## Metin bölümü
================================

Bu tavrı ve takım karakterini tekrar takıma döndüren ve oyuncuları
bir arada doğru tutarak yeniden inşa eden en önemli isim Dick
Advocaat. Samandıra'yı kavgalardan, çekişmelerden veya ego
savaşlarından arındırıp, bir "yenileme" merkezi haline getiren de o
ve yardımcıları.
Gözden çıkmış, "Artık tamam" denilenlerin teker teker takıma
dönmesi, üstelik "ne işi var" yorumundan yoksun gelmesinin
sebebidir elbette kendileri. Yetenek olarak sınırlı bir kadroyu,
işler hale getirip maksimumu almak çok önemli bir teknik direktör
başarısıdır, umarım Samandıra hakimiyetine "nema kapmak isteyen"
başkaları girmez.

================================

## Veri kesiti
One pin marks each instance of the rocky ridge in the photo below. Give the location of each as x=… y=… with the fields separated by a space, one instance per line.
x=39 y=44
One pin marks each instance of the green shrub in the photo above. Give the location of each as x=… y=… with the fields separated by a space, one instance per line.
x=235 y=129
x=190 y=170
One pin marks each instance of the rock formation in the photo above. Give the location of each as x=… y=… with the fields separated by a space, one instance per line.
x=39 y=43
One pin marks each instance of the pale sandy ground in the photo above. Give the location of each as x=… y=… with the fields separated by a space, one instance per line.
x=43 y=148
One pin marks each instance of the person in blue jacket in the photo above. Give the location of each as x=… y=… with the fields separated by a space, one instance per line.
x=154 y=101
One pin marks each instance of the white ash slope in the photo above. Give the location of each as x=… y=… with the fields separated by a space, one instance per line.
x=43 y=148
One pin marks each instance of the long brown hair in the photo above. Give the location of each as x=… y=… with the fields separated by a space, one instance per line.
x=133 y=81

================================

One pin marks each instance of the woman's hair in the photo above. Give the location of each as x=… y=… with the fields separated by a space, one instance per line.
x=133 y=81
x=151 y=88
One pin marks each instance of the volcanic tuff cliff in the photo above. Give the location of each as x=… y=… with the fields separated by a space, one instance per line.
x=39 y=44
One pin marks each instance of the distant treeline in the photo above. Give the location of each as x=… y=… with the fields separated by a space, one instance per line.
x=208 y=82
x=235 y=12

================================

## Görevleriniz
**a.** Advocaat üzerine yazıya göre şu soruları yanıtlayın:
(i) Takımı yeniden inşa eden en önemli isim kimdir?
(ii) Samandıra nasıl bir merkez haline getirilmiştir?
(iii) Kadro yetenek bakımından nasıl nitelendiriliyor?
**b.** Advocaat üzerine yazıda "Bu tavrı ve" sözlerinden "başkaları girmez." sözlerine kadar uzanan kısmı hiç değiştirmeden kopyalayın.
**c.** Advocaat ve Samandıra üzerine yazının devamını, son cümleden sonrasından başlayarak yazın.

## Görev yanıtları
**a.**
(i) Dick Advocaat.
(ii) Bir "yenileme" merkezi.
(iii) Sınırlı bir kadro olarak.

**b.**
Bu tavrı ve takım karakterini tekrar takıma döndüren ve oyuncuları
bir arada doğru tutarak yeniden inşa eden en önemli isim Dick
Advocaat. Samandıra'yı kavgalardan, çekişmelerden veya ego
savaşlarından arındırıp, bir "yenileme" merkezi haline getiren de o
ve yardımcıları.
Gözden çıkmış, "Artık tamam" denilenlerin teker teker takıma
dönmesi, üstelik "ne işi var" yorumundan yoksun gelmesinin
sebebidir elbette kendileri. Yetenek olarak sınırlı bir kadroyu,
işler hale getirip maksimumu almak çok önemli bir teknik direktör
başarısıdır, umarım Samandıra hakimiyetine "nema kapmak isteyen"
başkaları girmez.

**c.**
Yine Topal'a dönersek, birinci ve ikinci golde kullandığı paslar
sadece milimetrik değil, akıl da taşıyordu. Topal'ı klasik defansif
orta saha olmaktan çıkartıp, orta sahanın etkili pas merkezi haline
de getiren farklılık bu. Sosyal medyada "İniesta efekti" diye
yazmışlar. Gerçekten de beklenin ötesine geçip, başkasının üstüne
biriken dikkatlerden sıyrılıp, ayrıcalıklı olmayı başardı Mehmet
Topal...
Bir başka aklı takım temposunda da gördük. Çaykur Rizespor golü
bulana kadar daha hızlı ve baskılı oynamayı denedi. Zorya'nın
yaptığının tekrarları vardı. Ancak Fenerbahçe'nin ekonomik olarak
sahada kalmayı tercih etmesi dikkat çekici. Yenik durumdayken bile
Alper'in korner atmaya yavaş yavaş gitmesi de bu prensipten
kaynaklanabilir.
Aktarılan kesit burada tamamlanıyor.